* Task directions
Convert every one of the rows below into a numbered list, omitting blank lines and leaving the pictures out.

[Dataset excerpt]
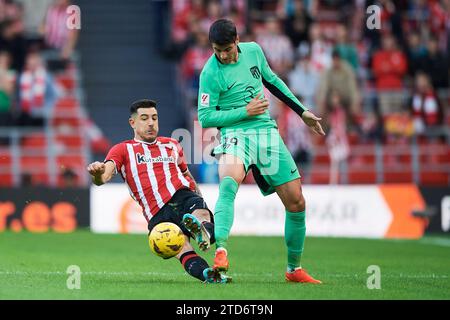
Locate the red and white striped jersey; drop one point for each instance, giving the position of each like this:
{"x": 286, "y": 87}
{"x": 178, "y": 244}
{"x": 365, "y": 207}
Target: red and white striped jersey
{"x": 152, "y": 171}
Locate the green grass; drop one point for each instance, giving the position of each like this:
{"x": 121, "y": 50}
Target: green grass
{"x": 33, "y": 266}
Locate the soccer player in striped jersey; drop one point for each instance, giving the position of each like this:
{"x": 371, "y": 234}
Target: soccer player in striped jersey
{"x": 231, "y": 97}
{"x": 155, "y": 171}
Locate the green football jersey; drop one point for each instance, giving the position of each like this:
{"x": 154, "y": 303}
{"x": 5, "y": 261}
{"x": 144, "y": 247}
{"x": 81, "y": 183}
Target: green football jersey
{"x": 226, "y": 89}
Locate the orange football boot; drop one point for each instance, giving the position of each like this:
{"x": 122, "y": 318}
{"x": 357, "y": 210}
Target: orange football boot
{"x": 300, "y": 275}
{"x": 221, "y": 261}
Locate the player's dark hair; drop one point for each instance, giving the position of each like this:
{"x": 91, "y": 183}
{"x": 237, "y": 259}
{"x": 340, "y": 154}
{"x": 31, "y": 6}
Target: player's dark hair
{"x": 143, "y": 103}
{"x": 222, "y": 32}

* Solution to this exercise
1. Locate the red and white striped jersey; drop one point for each instance, giving the position of each like this:
2. {"x": 286, "y": 87}
3. {"x": 178, "y": 244}
4. {"x": 365, "y": 207}
5. Target: red and white striped jersey
6. {"x": 152, "y": 171}
7. Locate the green grass; drop one point for each instance, giving the position of each like this:
8. {"x": 121, "y": 50}
9. Target: green grass
10. {"x": 33, "y": 266}
11. Locate the soccer player in striped jersey; drop one point for each instance, giving the position of each like this:
12. {"x": 371, "y": 234}
13. Target: soccer player in striped jersey
14. {"x": 231, "y": 97}
15. {"x": 155, "y": 171}
16. Locate the green football jersey; drop one point for each instance, giving the position of each like this:
17. {"x": 154, "y": 303}
18. {"x": 5, "y": 261}
19. {"x": 144, "y": 247}
20. {"x": 81, "y": 183}
21. Target: green football jersey
22. {"x": 226, "y": 89}
23. Locate the orange football boot; drop one point for each instance, giving the position of each like this:
24. {"x": 122, "y": 318}
25. {"x": 357, "y": 210}
26. Target: orange football boot
27. {"x": 300, "y": 275}
28. {"x": 221, "y": 261}
29. Locate the player's dark hair; drop one point for each instance, giving the position of each like this:
30. {"x": 91, "y": 183}
31. {"x": 237, "y": 259}
32. {"x": 340, "y": 154}
33. {"x": 31, "y": 6}
34. Target: player's dark hair
35. {"x": 143, "y": 103}
36. {"x": 222, "y": 32}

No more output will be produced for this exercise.